## [Direction]
Can you gather each line of the entries below that contains the word "utility"?

## BEGIN Listed records

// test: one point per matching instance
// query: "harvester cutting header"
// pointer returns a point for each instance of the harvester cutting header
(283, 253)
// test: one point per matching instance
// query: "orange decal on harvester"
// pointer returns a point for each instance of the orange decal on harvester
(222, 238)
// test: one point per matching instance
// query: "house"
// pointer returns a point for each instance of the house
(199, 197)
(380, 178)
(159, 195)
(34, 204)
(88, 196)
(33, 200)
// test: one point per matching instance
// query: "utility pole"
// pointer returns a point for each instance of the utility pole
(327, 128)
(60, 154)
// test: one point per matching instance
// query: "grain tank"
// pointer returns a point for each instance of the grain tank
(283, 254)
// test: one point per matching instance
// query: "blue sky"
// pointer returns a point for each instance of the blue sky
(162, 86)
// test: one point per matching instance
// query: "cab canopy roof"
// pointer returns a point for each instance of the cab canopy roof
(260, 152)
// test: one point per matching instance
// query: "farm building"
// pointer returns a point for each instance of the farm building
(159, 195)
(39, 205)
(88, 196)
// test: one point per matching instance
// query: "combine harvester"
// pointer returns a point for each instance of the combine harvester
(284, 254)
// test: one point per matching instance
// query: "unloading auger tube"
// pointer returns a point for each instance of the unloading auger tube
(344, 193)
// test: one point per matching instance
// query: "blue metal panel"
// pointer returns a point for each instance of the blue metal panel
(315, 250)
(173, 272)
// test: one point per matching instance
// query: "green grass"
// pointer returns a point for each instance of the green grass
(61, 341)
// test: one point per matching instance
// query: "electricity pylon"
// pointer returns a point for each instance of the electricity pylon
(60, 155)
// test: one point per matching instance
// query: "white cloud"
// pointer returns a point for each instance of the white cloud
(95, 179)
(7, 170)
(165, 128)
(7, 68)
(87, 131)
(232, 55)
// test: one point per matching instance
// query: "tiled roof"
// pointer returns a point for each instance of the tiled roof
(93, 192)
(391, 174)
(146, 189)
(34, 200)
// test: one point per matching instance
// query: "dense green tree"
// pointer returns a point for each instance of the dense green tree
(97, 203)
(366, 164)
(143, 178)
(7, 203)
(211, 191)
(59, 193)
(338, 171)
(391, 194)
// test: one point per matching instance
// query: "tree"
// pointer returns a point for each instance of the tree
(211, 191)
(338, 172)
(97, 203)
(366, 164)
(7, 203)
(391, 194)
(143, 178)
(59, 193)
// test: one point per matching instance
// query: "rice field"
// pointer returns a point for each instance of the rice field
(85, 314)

## END Listed records
## BEGIN Listed records

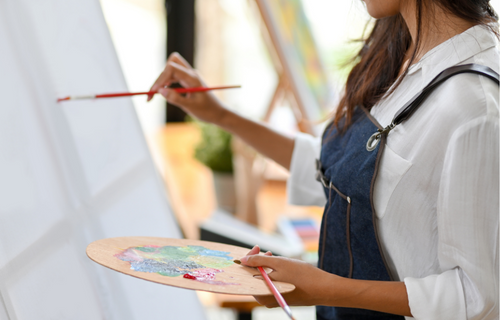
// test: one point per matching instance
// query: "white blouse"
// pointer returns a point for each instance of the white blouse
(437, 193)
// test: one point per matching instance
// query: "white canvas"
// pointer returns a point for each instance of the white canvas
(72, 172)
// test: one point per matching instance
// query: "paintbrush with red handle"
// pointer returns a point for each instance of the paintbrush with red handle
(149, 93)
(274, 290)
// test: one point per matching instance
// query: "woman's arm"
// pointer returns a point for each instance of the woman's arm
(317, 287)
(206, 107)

## END Listed records
## BEGIN Listed records

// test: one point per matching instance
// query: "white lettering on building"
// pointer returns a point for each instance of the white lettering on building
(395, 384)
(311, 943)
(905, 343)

## END Listed records

## [Written answer]
// query: "utility pole"
// pointer returns a point for each instance of the utility pole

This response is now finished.